__What is required__: Set down the lines of the material below word for word, starting at its first line and stopping after the line that contains "[[49, 68, 150, 150]]". Omit the picture from your copy.

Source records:
* * * *

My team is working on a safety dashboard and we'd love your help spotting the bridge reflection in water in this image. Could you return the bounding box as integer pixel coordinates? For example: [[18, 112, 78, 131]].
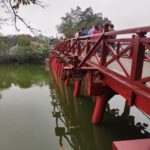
[[49, 68, 150, 150]]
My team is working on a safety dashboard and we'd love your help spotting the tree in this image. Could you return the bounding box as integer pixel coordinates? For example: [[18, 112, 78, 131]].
[[0, 0, 45, 33], [57, 6, 111, 37]]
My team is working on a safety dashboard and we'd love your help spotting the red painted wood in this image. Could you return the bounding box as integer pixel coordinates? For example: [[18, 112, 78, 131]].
[[92, 95, 107, 124], [112, 139, 150, 150]]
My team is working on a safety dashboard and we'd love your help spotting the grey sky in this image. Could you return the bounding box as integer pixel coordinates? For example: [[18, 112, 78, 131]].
[[0, 0, 150, 36]]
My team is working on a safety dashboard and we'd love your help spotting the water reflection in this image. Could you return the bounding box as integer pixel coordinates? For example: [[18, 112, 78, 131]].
[[0, 65, 48, 90], [49, 68, 150, 150]]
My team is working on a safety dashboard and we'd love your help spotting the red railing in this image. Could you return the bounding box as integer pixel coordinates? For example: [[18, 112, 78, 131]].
[[50, 26, 150, 115]]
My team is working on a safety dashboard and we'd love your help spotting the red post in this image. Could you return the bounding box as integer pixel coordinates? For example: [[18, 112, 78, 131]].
[[73, 80, 82, 97], [65, 71, 70, 86], [92, 94, 107, 124]]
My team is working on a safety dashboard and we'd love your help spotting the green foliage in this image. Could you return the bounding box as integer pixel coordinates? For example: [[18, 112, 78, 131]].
[[0, 35, 49, 63], [17, 35, 32, 46], [0, 36, 9, 51], [57, 6, 111, 37]]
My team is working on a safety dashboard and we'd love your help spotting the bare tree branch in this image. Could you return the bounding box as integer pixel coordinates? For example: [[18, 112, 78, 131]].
[[0, 0, 46, 34]]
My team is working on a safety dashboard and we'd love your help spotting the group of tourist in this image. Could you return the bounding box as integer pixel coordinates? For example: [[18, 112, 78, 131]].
[[75, 24, 116, 56], [75, 24, 114, 37]]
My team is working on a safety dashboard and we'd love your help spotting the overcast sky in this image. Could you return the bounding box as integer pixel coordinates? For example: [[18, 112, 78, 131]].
[[0, 0, 150, 36]]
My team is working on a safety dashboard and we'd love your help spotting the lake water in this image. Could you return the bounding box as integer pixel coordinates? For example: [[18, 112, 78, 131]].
[[0, 65, 150, 150]]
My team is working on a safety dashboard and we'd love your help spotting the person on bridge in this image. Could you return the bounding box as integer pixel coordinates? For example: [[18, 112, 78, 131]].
[[92, 26, 102, 56]]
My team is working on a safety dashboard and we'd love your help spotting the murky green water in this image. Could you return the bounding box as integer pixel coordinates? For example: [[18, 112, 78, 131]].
[[0, 65, 150, 150]]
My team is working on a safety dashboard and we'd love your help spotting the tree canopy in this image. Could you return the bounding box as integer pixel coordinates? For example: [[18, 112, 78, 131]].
[[57, 6, 111, 37], [0, 0, 44, 33]]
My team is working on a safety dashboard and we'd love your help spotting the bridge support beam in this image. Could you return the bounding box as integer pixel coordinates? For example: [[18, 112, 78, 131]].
[[92, 94, 107, 124], [65, 70, 70, 86], [73, 80, 82, 97]]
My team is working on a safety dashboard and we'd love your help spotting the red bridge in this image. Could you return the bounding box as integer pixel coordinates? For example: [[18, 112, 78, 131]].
[[50, 26, 150, 148]]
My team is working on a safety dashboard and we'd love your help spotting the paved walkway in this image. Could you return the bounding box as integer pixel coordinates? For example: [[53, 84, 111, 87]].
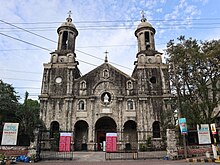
[[31, 152, 215, 165]]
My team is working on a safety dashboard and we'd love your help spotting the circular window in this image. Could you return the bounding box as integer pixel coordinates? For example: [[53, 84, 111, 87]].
[[55, 77, 62, 84], [150, 76, 157, 84]]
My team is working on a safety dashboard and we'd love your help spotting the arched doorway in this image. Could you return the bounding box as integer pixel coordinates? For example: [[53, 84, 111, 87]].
[[74, 120, 89, 151], [123, 120, 138, 150], [95, 117, 117, 151]]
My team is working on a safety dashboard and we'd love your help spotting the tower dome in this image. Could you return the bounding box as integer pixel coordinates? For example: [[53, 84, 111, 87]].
[[57, 11, 78, 53], [135, 12, 156, 52]]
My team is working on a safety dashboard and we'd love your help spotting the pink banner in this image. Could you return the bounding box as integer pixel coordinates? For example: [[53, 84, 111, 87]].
[[59, 133, 72, 152], [106, 133, 117, 152]]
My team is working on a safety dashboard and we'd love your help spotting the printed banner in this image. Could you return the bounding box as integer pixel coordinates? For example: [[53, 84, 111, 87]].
[[179, 118, 187, 134], [106, 133, 117, 152], [1, 123, 19, 145], [210, 123, 217, 135], [197, 124, 211, 144], [59, 132, 72, 152]]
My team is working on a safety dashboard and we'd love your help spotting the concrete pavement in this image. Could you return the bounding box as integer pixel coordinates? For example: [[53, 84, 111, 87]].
[[27, 152, 215, 165]]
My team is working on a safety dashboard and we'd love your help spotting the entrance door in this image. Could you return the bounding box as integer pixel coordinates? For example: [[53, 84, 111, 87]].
[[97, 131, 106, 151], [95, 117, 117, 151]]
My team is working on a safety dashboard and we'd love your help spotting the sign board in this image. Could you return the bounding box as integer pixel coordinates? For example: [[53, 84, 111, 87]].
[[179, 118, 187, 134], [1, 123, 19, 145], [59, 132, 72, 152], [210, 123, 217, 135], [197, 124, 211, 144], [106, 133, 117, 152]]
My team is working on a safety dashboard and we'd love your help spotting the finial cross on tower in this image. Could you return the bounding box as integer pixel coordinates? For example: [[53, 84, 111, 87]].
[[104, 50, 109, 62], [67, 10, 72, 18], [141, 10, 145, 19]]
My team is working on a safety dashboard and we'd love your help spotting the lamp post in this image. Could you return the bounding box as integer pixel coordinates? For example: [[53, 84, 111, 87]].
[[36, 124, 42, 161]]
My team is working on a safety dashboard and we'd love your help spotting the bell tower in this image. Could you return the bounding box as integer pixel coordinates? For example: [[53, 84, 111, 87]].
[[135, 12, 156, 53], [39, 12, 81, 130], [132, 12, 169, 95], [57, 11, 78, 52]]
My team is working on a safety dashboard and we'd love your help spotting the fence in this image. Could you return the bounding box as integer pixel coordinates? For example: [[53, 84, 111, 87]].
[[37, 130, 73, 160]]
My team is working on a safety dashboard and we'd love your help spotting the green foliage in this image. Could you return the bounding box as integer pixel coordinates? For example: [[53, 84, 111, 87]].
[[0, 80, 19, 122], [166, 36, 220, 127], [0, 80, 42, 145]]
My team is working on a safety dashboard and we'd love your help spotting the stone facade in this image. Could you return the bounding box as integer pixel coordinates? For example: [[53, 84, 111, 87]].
[[39, 13, 170, 150]]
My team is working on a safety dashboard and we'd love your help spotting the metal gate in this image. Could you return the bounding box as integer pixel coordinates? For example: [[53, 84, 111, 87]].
[[36, 130, 73, 160]]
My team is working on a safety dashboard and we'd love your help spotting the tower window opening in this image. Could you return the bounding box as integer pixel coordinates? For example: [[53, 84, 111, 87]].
[[152, 121, 160, 138], [144, 32, 150, 50], [150, 76, 157, 84], [79, 100, 85, 110], [62, 31, 68, 50]]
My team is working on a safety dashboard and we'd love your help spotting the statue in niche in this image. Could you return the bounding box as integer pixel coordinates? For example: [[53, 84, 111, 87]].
[[104, 93, 109, 103]]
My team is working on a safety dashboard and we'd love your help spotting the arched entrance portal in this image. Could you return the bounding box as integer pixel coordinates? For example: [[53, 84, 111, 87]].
[[95, 117, 117, 151], [123, 120, 138, 150], [74, 120, 88, 151]]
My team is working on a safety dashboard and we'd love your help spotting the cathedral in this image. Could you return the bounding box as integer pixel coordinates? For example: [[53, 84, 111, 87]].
[[39, 12, 171, 151]]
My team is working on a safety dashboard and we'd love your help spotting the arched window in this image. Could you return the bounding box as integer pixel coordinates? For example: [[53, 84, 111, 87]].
[[80, 81, 86, 89], [103, 69, 109, 78], [127, 100, 134, 110], [79, 100, 85, 110], [153, 121, 160, 138]]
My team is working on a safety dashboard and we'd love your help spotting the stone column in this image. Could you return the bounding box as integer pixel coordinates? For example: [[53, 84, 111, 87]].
[[167, 129, 178, 160]]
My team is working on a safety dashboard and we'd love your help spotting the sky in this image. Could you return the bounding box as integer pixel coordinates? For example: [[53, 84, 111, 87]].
[[0, 0, 220, 102]]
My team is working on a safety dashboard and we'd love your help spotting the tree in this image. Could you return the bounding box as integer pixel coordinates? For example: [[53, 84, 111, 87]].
[[166, 36, 220, 127], [0, 80, 19, 122], [16, 92, 41, 145]]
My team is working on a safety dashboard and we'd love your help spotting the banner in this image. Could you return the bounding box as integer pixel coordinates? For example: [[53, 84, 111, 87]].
[[106, 133, 117, 152], [59, 133, 72, 152], [210, 123, 217, 135], [179, 118, 187, 134], [197, 124, 211, 144], [1, 123, 19, 145]]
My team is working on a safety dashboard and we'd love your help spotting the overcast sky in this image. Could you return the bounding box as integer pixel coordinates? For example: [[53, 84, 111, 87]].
[[0, 0, 220, 102]]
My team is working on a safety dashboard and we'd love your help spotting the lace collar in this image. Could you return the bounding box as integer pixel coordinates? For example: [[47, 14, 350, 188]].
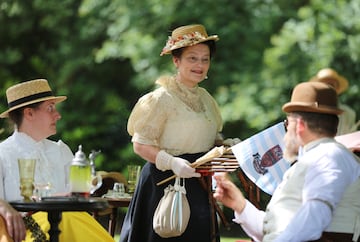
[[156, 76, 205, 113]]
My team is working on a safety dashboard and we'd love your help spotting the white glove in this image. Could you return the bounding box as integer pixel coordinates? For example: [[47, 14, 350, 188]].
[[223, 138, 241, 146], [155, 150, 201, 178]]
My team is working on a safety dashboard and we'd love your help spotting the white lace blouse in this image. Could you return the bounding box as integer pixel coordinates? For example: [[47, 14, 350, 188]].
[[127, 74, 222, 155]]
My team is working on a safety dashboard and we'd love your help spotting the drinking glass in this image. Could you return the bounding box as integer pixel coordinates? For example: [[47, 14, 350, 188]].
[[18, 158, 36, 201], [127, 165, 141, 194]]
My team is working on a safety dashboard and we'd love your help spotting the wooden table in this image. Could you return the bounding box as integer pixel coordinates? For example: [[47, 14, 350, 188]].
[[93, 197, 131, 237], [10, 197, 109, 242]]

* * * *

__Output for this exercise__:
My team is working on a safety dashboard and we'd love your help spotting the bridge reflection in water in this image. Could you return the bounding box as integer pixel coordinates? For example: [[18, 112, 78, 131]].
[[49, 68, 150, 150]]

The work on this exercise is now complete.